● **INSTRUCTIONS**:
1. Answer these questions using the Oneonta COVID-19 ordinance text:
(a) Approximately how many of the City of Oneonta's residents are students?
(b) On what date did Subpart 66-3, "COVID-19 Emergency Regulations," take effect?
(c) What must any face mask or face covering cover?
2. Quote the part of the Oneonta COVID-19 ordinance text that opens with the words containing "The purpose of" and closes with "July 9, 2020.".
3. Write the next portion of the Oneonta COVID-19 ordinance text, continuing after its final sentence.

● **PAGE TEXT**:
******************************
The City of Oneonta is a small city, having a population of some 14,000 residents, of which approximately 7,000 are students attending either the State University of New York at Oneonta, or Hartwick College, who come to the City from different areas of the state, the country and the world. At the time of the enactment of this chapter, there have been more than 700 positive cases of COVID-19 diagnosed among the residents of the City of Oneonta.
The purpose of this chapter is to assist in reducing the spread of COVID-19 within the City and is being enacted pursuant to the authority contained in Title 10 (Health) of the Official Compilation of Codes, Rules and Regulations of the State of New York, Part 66, Immunizations and Communicable Diseases, Subpart 66-3, entitled "COVID-19 Emergency Regulations," effective July 9, 2020.
As used in this chapter, the following terms shall have the meanings indicated:
- FACE MASKS AND FACE COVERINGS
- Face masks and face coverings include, but are not limited to, cloth (e.g. homemade, sewn, quick cut, bandana), surgical masks, N-95 respirators, and face shields, any one of which must cover the nose and mouth of the wearer.
******************************
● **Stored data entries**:
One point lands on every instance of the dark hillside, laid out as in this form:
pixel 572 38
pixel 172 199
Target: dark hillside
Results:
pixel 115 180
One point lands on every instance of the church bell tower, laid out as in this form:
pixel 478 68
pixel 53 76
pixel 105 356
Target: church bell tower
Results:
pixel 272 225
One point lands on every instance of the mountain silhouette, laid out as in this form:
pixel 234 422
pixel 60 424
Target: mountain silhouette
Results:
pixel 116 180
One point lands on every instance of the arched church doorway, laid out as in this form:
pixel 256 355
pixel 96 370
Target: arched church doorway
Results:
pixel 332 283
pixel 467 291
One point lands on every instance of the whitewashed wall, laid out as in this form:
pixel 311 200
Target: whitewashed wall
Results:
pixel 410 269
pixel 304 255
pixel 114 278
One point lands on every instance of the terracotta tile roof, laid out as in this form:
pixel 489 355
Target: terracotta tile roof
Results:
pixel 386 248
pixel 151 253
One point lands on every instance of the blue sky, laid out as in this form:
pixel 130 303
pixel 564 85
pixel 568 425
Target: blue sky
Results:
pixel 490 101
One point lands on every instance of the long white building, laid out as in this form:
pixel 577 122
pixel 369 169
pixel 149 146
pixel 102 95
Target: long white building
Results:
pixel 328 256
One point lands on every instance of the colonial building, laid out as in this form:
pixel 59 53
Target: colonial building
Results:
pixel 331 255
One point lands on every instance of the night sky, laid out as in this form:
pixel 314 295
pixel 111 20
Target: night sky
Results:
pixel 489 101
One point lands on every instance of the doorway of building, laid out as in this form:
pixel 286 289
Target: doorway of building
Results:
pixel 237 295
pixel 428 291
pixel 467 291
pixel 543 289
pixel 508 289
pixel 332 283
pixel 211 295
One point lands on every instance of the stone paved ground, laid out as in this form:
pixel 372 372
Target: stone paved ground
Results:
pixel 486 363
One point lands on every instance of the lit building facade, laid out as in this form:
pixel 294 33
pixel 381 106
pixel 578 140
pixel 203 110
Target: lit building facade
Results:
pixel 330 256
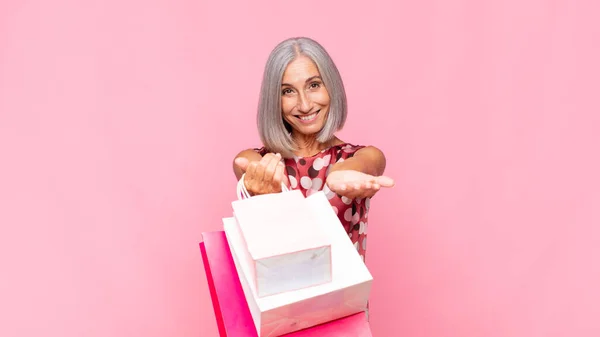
******************************
● **SOLVED TASKS**:
1.
(a) Approximately 7,000
(b) July 9, 2020
(c) The nose and mouth of the wearer

2.
The purpose of this chapter is to assist in reducing the spread of COVID-19 within the City and is being enacted pursuant to the authority contained in Title 10 (Health) of the Official Compilation of Codes, Rules and Regulations of the State of New York, Part 66, Immunizations and Communicable Diseases, Subpart 66-3, entitled "COVID-19 Emergency Regulations," effective July 9, 2020.

3.
All persons must wear a face mask or face covering while in any public area within the MU-1 downtown shopping district as shown and described on the City of Oneonta Zoning District Map. Masks must be worn by customers when inside any business establishment; retail, restaurant or service provider. In addition, masks must also be worn by all persons in all other public areas of the City when there is less than a six-foot separation maintained between any two persons. The face mask or face covering must, at all times, be worn covering both the nose and mouth of the wearer.
This provision shall not apply to any person while in a moving, registered and licensed motor vehicle.
Face masks or face coverings shall not be required to be worn by any child under the age of two or by anyone who is unable to medically tolerate a face covering as determined by a New York licensed physician or mid-level provider; however, this provision shall not exempt any person from maintaining a distance of at least six feet from another person, except for a child under two, or when such person is with a guardian who is not a member of the household.
This provision shall not apply to any person while when they are stationary and seated, or standing while eating and/or drinking, at a City-approved outdoor eating area or within a restaurant or food-serving establishment in compliance with New York State Department of Health regulations.
Police officers, fire fighters, ambulance personnel and other first responders shall not be required to wear a face mask or face covering when not practical because they are engaged in a public safety matter of an emergency nature.
This chapter may only be enforced during the time that a Declaration of Emergency is issued by the New York State Governor due to an epidemic or disease outbreak that is communicable through droplet contact or airborne transmission.
The Police Department of the City of Oneonta shall enforce the provisions of this chapter.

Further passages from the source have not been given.